- **Task details**: Reproduce every line of the listing below without changing anything, and leave the pictures out.

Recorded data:

☆ ☆ ☆ ☆ ☆

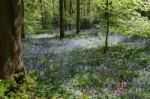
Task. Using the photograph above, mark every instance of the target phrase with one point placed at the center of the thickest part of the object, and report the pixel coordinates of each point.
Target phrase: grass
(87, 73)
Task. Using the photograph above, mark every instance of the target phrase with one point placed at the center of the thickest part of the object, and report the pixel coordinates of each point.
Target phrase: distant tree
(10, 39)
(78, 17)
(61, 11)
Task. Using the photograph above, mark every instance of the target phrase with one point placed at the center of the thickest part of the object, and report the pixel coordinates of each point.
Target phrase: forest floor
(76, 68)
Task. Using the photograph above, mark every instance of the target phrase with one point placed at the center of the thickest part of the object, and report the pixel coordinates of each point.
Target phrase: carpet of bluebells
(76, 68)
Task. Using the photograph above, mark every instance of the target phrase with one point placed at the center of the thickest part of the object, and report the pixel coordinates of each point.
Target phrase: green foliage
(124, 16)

☆ ☆ ☆ ☆ ☆

- **Exercise result**:
Task. Using the photograph above, mark every instance of the target phrase with one point placed at the center of the thickest part of the object, and report the pixel coordinates of each point.
Target phrase: grass
(87, 73)
Task. Using the photograph above, mark every instance of the target phrase with one point placed at the center of the thickest part of the object, and report the pixel coordinates of each point.
Target phrase: distant tree
(10, 39)
(78, 17)
(61, 11)
Task. Using the photograph above, mark every instance of the target phrase with one point placed at the center of the thickest part of the object, and report the pixel coordinates of each point.
Target phrase: forest floor
(76, 68)
Task. Using the photograph above, mark every instance of the target phrase with one point placed at the center of the thickest part of the object, and report the pixel coordinates of each point.
Target phrase: carpet of bluebells
(76, 68)
Task. Using the photograph above, mark every instance of the target phrase with one point placed at the center of the thickest part of the object, and report the pixel coordinates of each point.
Target phrase: green foliage
(124, 16)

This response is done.